──────── TEXTO DADO ────────
El Telégrafo - Diógenes, el cínico, y el rey (eltelegrafo.com.ec)

Un provinciano en Quito, 2020/12/10

 La primera ocasión que encontré a Quito fue tras el velo de una habitación de estudiante en la calle Pereira, recién llegado de Ibarra. Tenía el privilegio de una vista espléndida: una pared blanquísima que dejaba adivinar las cúpulas de Santo Domingo. Y allí, los olores de las calles y las vivencias: las rockolas donde los amores náufragos no se parecían a esas evocaciones de César Dávila Andrade que conversaba en los lupanares para escribir Boletín y Elegía de las Mitas: “Y a un Cristo, adrede, tam trujeron, / entre lanzas, banderas y caballos”.

El Centro Histórico era visto como un espacio envuelto en una neblina de marginalidad pero también de una historia cotidiana que se construía más allá de sus callejuelas y monumentos. Había que ir por la calle Sucre, para saborear el chocolate espumoso y el pan de Ambato, pero también para encontrarse con la mítica Casa Azul donde el Mariscal de Ayacucho, Antonio José de Sucre, había construido un sueño imposible antes de que las balas de la infamia lo derribaran en Berruecos.
──────── INFORMACIÓN DADA ────────
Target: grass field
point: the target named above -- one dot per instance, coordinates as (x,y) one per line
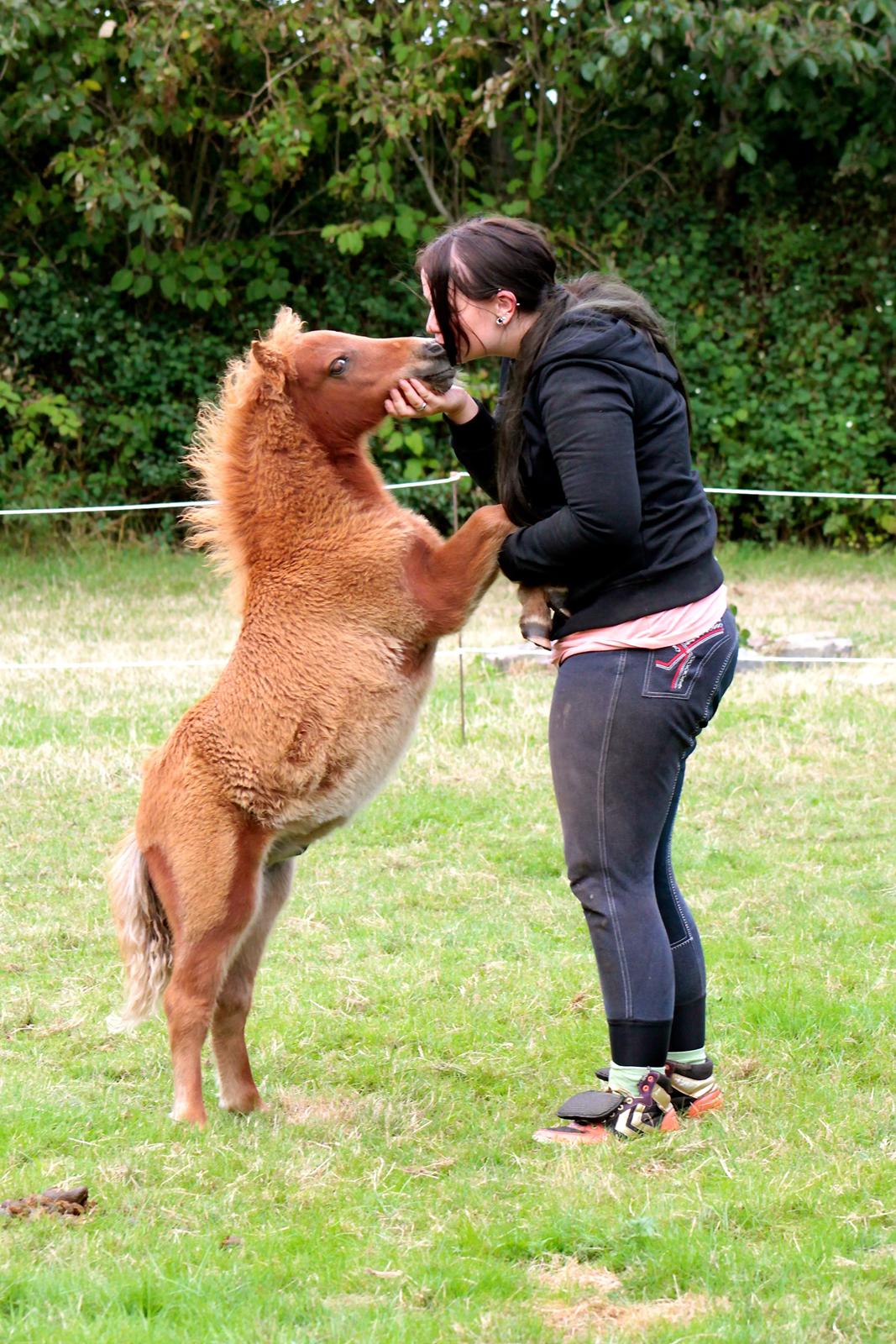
(429,998)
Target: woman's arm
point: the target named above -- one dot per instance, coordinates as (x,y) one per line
(589,418)
(473,432)
(473,443)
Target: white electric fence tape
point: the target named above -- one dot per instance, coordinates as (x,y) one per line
(416,486)
(401,486)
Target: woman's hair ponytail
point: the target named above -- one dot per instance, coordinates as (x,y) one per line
(483,255)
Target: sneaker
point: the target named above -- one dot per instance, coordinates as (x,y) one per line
(597,1115)
(692,1088)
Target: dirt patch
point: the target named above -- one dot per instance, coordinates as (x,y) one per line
(598,1308)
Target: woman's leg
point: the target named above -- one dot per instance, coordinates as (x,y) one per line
(616,763)
(689,1015)
(622,726)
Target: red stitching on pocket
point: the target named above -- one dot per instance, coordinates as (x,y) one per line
(683,655)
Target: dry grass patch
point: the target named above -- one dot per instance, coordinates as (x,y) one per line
(597,1310)
(298,1109)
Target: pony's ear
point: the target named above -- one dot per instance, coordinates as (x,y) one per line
(270,360)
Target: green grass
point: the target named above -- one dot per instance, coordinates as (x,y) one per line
(429,996)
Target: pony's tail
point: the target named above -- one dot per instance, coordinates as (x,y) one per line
(144,936)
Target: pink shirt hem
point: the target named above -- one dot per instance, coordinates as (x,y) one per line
(658,631)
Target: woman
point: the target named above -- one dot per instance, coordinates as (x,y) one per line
(590,456)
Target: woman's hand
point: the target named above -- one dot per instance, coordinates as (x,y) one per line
(412,398)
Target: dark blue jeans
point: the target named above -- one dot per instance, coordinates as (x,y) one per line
(622,726)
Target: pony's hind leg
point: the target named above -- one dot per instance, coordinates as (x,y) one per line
(235,1082)
(208,927)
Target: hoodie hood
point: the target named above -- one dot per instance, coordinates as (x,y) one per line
(589,335)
────────
▶ EJERCICIOS POR HACER
1. En el texto sobre Quito, ¿en qué calle estaba la habitación de estudiante?
2. Transcribe del texto sobre Quito el fragmento que va desde "El Centro Histórico" hasta "derribaran en Berruecos.", ambos incluidos.
3. Retoma el texto sobre Quito y sigue escribiéndolo a partir de su última oración.
Los registros son material aparte del texto.

▶ RESPUESTAS EN ORDEN
1. En la calle Pereira.

2.
El Centro Histórico era visto como un espacio envuelto en una neblina de marginalidad pero también de una historia cotidiana que se construía más allá de sus callejuelas y monumentos. Había que ir por la calle Sucre, para saborear el chocolate espumoso y el pan de Ambato, pero también para encontrarse con la mítica Casa Azul donde el Mariscal de Ayacucho, Antonio José de Sucre, había construido un sueño imposible antes de que las balas de la infamia lo derribaran en Berruecos.

3.
Era una experiencia inmensa ascender por la gradas de la calle Mideros para –como en el poema- encontrar un huequito para mirar a Quito. De allí hasta San Francisco, para saber que Cantuña se salvó por una piedra que los diablillos no alcanzaron a colocar en el prodigioso atrio. Pero más allá, las calles por donde el levantisco Padre Almeida dejó pasmado al Cristo que lo esperaba en San Diego, contemplando la escalera.

En la laberíntica urbe, conocer de las almas en pena que se escabullían para amansar, tal es la palabra, a los chullas quiteños que se escapaban al fandango, al igual que hacían sus mayores desde tiempos antiquísimos. Y allí, la Plaza Grande, donde en una ocasión el poeta Fakir se sacó la leva para colocarle a un pordiosero friolento como si hubiera salido de uno de sus textos: “Cierta vez uno un niño que fue guiado por una virgen / el niño tenía entonces un oscuro remiendo en forma de ala / que de noche le llevaba en desquite hacia los ángeles”, escribió Dávila Andrade nacido en la bella Cuenca. (O)

El Telégrafo - Un provinciano en Quito (eltelegrafo.com.ec)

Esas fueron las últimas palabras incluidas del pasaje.